MATERIAL SHOWN:
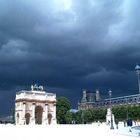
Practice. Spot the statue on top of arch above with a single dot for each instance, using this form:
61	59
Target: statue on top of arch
36	88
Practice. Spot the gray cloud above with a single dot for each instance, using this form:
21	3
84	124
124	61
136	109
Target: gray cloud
69	45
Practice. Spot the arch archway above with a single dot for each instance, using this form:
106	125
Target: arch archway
38	114
49	118
27	118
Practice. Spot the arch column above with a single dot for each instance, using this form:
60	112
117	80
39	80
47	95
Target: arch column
23	115
45	121
54	114
33	114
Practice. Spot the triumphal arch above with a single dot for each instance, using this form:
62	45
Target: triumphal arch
35	106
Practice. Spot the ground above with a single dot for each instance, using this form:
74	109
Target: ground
63	132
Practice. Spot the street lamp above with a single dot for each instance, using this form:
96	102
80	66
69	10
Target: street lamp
111	125
137	69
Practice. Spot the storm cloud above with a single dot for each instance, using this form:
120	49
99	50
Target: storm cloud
67	46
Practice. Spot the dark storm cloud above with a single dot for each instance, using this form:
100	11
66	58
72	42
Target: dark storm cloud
69	45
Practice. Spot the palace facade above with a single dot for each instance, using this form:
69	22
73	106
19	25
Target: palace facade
94	100
35	106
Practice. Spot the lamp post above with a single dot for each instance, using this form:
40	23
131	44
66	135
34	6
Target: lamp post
137	69
111	125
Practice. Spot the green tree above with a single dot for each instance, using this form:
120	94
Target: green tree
62	107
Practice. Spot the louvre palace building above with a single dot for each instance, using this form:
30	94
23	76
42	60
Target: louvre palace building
94	100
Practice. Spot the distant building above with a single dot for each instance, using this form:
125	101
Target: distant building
94	100
88	99
35	106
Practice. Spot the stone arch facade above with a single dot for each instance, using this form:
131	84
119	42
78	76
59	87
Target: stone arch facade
35	107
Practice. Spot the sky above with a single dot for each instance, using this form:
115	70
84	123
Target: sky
68	46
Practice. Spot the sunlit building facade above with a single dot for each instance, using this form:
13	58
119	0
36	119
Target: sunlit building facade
35	107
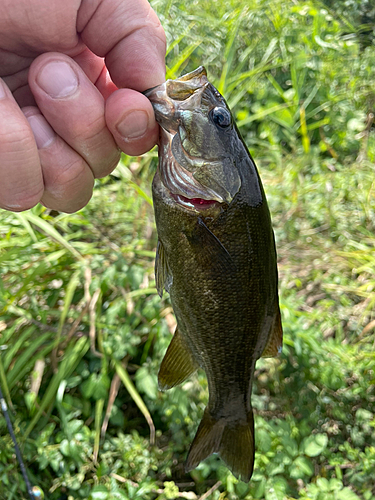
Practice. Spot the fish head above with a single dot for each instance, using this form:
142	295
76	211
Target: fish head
198	141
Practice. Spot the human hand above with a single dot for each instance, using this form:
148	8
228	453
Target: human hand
62	118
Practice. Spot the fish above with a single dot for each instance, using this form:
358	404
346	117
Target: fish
216	257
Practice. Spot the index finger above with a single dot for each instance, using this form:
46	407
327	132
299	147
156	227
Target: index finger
130	38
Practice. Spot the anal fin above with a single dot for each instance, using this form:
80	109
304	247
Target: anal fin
275	339
232	440
178	363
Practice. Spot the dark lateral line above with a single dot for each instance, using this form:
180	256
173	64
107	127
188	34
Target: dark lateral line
16	447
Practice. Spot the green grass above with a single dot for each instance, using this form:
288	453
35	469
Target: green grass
85	331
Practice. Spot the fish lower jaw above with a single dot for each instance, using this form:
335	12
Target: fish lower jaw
196	204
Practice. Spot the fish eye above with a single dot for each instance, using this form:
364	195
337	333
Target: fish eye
221	117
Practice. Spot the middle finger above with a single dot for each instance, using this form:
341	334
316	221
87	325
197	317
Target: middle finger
74	108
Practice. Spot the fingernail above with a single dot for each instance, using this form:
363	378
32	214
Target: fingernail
2	90
58	79
133	125
43	133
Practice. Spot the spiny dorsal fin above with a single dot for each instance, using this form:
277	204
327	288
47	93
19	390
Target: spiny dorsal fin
178	363
275	339
162	273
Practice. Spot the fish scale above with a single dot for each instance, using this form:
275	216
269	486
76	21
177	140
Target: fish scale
217	258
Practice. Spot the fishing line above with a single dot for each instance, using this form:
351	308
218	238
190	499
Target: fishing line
16	447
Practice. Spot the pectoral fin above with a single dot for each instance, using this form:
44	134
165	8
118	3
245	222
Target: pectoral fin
275	339
163	277
178	363
209	251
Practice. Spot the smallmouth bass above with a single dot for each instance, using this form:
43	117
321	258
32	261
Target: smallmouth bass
216	257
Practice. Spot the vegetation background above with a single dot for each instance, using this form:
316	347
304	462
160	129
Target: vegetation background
83	331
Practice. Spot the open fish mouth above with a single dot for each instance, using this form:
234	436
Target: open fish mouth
188	175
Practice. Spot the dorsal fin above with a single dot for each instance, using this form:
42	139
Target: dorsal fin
275	339
178	363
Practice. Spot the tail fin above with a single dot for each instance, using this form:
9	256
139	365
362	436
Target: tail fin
232	440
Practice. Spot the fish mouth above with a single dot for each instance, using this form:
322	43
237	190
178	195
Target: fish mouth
169	101
168	98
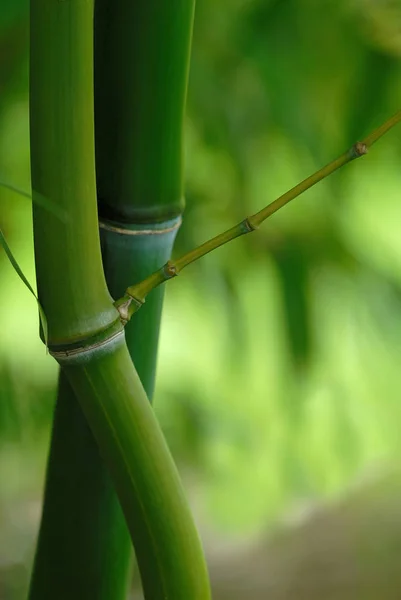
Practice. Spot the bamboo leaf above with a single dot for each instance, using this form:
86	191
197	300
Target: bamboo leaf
21	275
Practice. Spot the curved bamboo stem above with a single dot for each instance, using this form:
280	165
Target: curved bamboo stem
85	333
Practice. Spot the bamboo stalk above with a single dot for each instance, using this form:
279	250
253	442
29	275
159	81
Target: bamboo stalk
141	72
85	334
83	548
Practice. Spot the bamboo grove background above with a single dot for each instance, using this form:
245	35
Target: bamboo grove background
278	377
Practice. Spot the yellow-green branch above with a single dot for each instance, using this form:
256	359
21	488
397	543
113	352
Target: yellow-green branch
135	295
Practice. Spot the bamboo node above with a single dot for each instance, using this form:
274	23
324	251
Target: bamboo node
170	269
359	149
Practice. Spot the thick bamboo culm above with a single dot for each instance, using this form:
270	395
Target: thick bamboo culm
86	338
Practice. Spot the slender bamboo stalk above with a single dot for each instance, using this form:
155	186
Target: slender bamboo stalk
85	332
135	295
83	548
141	71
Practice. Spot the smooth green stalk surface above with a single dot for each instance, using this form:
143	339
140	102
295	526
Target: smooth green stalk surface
85	333
135	295
142	51
82	548
76	301
166	543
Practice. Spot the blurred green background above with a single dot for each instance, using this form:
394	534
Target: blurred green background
279	363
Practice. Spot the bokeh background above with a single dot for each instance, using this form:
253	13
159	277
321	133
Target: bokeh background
279	379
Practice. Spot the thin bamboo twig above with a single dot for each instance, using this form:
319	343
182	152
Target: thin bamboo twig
135	295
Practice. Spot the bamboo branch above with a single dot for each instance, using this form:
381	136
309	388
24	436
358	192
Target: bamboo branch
135	295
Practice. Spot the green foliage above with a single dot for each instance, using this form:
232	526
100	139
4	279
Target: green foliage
279	363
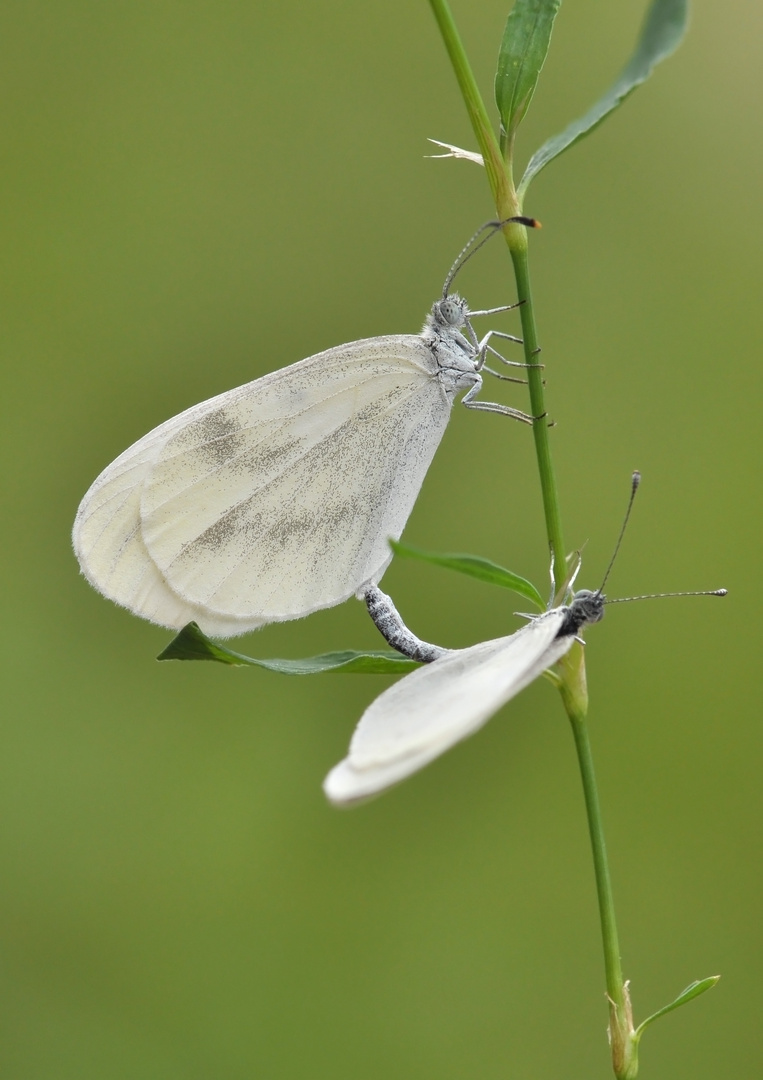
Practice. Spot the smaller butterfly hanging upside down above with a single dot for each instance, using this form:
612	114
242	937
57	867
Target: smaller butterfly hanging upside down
278	498
436	706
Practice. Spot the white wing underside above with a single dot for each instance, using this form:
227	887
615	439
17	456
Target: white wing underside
272	500
433	707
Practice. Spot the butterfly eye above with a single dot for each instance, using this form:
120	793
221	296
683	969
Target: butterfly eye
451	311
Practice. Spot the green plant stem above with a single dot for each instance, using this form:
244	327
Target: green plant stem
506	203
624	1047
572	672
498	176
518	247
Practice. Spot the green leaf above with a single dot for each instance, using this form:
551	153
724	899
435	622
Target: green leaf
693	990
522	53
476	567
664	28
190	644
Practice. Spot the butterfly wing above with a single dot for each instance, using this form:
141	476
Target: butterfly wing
433	707
272	500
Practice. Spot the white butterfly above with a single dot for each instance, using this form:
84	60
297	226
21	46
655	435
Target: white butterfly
277	499
433	707
430	710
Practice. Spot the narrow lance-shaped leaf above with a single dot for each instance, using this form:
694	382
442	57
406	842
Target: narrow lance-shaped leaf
522	53
191	644
474	567
664	28
693	990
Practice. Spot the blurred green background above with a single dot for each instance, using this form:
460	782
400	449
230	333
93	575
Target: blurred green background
196	193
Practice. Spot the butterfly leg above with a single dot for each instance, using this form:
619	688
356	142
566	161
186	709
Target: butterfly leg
494	407
393	630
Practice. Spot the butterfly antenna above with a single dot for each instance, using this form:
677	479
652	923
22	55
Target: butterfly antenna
469	250
658	596
636	480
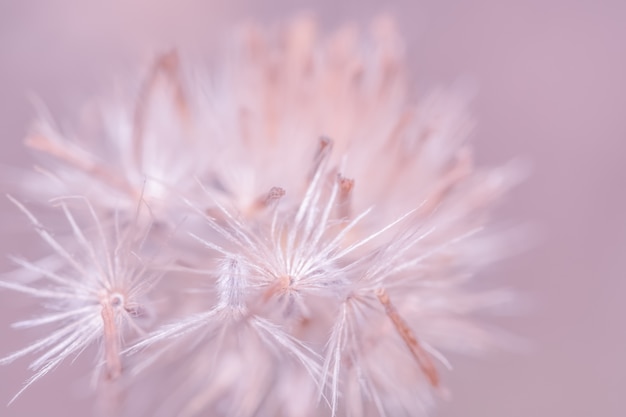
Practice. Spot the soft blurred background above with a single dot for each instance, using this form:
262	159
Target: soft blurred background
551	82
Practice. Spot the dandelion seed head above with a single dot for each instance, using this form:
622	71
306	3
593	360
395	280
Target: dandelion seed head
327	227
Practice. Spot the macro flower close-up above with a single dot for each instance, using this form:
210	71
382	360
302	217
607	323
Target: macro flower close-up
292	225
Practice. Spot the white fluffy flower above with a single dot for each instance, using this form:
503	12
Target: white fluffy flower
332	228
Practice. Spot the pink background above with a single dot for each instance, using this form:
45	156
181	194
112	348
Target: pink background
551	79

WRITTEN PROBLEM: Add 96 to every point coordinate in the answers, then write out again every line from the one containing "Practice. Spot the soft" through the end of the items, requests included.

TASK ANSWER:
Practice. Spot the soft blurred background above with a single dot for each instance, using this form:
262	159
Target: soft blurred background
647	178
Practice. Spot the dandelion seed head above with a single dot for each instance, using this form:
622	71
306	3
593	360
395	280
Target: dandelion seed head
423	323
Practice. Spot the macro flower close-up above with a single dot for each instance, using this form:
210	71
382	360
302	217
607	323
Target: macro flower close-up
388	321
Practice. Spot the white fluffy flower above with a single dot for each instance, using this form:
503	12
Target: white fluffy flower
428	324
Practice. Spot the pink background above with a single dot for each instance, using this form:
45	156
181	194
112	348
Target: pink background
647	175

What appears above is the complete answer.